> [Extracted text]
Why do C++ optimizers have problems with these temporary variables or rather why `v[]` should be avoided in tight loops?

In this code snippet, I'm comparing performance of two functionally identical loops:
for (int i = 1; i < v.size()-1; ++i) {
int a = v[i-1];
int b = v[i];
int c = v[i+1];
if (a < b && b < c)
++n;
}
and
for (int i = 1; i < v.size()-1; ++i)
if (v[i-1] < v[i] && v[i] < v[i+1])
++n;
The first one runs significantly slower than the second one across a number of different C++ compilers with optimization flag set to O2:
second loop is about 330% slower now with Clang 3.7.0
second loop is about 2% slower with gcc 4.9.3
second loop is about 2% slower with Visual C++ 2015
I'm puzzled that modern C++ optimizers have problems handling this case. Any clues why? Do I have to write ugly code without using temporary variables in order to get the best performance?
Using temporary variables makes the code faster, sometimes dramatically, now. What is going on?
The full code I'm using is provided below:
#include <algorithm>
#include <chrono>
#include <random>
#include <iomanip>
#include <iostream>
#include <vector>
using namespace std;
using namespace std::chrono;
vector<int> v(1'000'000);
int f0()

> [Supplied entries]
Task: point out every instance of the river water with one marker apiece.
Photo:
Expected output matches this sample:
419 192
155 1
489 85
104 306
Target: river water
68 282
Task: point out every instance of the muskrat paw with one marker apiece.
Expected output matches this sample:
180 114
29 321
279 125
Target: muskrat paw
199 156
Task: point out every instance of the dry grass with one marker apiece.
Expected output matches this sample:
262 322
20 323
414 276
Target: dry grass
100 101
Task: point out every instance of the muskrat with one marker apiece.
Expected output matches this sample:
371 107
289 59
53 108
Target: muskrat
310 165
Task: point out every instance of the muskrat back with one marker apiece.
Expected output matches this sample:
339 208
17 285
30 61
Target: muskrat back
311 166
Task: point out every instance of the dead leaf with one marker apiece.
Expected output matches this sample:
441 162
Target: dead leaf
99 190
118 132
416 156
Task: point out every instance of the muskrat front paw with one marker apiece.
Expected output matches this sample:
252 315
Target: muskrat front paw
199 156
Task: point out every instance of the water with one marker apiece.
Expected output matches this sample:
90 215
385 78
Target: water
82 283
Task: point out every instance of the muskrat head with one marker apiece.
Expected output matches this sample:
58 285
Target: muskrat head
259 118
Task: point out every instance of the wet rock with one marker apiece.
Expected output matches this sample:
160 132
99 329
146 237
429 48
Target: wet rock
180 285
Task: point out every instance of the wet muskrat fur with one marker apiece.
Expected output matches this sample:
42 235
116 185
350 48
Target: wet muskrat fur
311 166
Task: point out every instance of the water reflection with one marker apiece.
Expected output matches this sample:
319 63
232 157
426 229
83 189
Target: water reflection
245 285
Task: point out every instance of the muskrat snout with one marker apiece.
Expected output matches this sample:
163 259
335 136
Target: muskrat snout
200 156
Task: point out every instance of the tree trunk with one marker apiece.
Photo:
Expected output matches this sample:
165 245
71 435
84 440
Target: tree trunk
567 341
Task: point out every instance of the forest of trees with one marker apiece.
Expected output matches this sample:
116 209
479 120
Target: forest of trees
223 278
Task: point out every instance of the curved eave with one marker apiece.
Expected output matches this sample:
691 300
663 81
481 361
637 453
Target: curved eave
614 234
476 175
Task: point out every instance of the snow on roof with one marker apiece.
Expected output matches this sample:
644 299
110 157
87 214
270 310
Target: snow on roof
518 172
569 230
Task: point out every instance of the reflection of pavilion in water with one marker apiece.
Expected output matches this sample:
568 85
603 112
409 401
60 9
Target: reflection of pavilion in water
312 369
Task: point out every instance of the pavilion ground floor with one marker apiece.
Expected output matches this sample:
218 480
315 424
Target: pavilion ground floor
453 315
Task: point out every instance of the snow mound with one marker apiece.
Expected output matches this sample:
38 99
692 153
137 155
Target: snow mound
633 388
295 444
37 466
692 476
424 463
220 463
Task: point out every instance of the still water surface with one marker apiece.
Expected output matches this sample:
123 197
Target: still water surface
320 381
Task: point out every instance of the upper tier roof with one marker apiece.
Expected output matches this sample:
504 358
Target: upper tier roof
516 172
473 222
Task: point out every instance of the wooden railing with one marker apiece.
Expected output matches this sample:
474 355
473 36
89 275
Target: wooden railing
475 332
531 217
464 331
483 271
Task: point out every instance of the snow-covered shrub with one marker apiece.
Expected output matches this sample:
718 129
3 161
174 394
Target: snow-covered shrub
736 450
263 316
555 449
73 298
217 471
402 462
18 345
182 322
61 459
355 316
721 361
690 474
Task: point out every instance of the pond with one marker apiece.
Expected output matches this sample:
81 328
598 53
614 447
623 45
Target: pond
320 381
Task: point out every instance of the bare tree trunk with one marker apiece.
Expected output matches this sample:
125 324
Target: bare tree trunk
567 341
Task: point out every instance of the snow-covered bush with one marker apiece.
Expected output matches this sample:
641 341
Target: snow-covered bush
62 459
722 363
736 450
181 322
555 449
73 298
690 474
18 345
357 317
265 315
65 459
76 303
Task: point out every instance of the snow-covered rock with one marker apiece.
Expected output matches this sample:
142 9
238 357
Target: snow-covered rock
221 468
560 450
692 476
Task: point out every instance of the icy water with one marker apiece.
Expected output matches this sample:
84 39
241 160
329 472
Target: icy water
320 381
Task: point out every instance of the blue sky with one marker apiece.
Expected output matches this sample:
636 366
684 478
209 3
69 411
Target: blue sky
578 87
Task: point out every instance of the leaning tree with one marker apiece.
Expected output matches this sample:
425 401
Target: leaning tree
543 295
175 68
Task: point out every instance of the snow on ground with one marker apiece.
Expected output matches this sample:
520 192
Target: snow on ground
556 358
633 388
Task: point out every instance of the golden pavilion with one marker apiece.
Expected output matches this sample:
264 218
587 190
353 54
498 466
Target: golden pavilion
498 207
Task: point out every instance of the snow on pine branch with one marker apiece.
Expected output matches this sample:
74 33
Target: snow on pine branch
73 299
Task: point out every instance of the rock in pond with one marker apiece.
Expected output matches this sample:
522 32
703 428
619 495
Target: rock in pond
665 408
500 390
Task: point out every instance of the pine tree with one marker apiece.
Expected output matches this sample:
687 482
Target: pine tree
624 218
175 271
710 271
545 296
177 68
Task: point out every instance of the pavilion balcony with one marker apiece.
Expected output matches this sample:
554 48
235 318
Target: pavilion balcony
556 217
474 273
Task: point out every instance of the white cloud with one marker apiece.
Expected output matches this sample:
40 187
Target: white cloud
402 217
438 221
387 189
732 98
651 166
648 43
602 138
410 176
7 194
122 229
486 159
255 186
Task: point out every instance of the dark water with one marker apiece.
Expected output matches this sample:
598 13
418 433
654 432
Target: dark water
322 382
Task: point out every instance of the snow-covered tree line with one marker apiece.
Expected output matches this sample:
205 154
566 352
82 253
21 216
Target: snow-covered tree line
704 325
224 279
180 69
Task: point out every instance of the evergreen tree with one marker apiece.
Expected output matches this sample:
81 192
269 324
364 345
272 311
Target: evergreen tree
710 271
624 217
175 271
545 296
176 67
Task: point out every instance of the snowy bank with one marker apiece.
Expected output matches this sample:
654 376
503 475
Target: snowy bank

> [Exercise directions] Echo the stretch of the C++ loop performance text from "if (v[i-1] <" through "is going on?" word for word. The listing comes from a separate source.

> [Problem solution]
if (v[i-1] < v[i] && v[i] < v[i+1])
++n;
The first one runs significantly slower than the second one across a number of different C++ compilers with optimization flag set to O2:
second loop is about 330% slower now with Clang 3.7.0
second loop is about 2% slower with gcc 4.9.3
second loop is about 2% slower with Visual C++ 2015
I'm puzzled that modern C++ optimizers have problems handling this case. Any clues why? Do I have to write ugly code without using temporary variables in order to get the best performance?
Using temporary variables makes the code faster, sometimes dramatically, now. What is going on?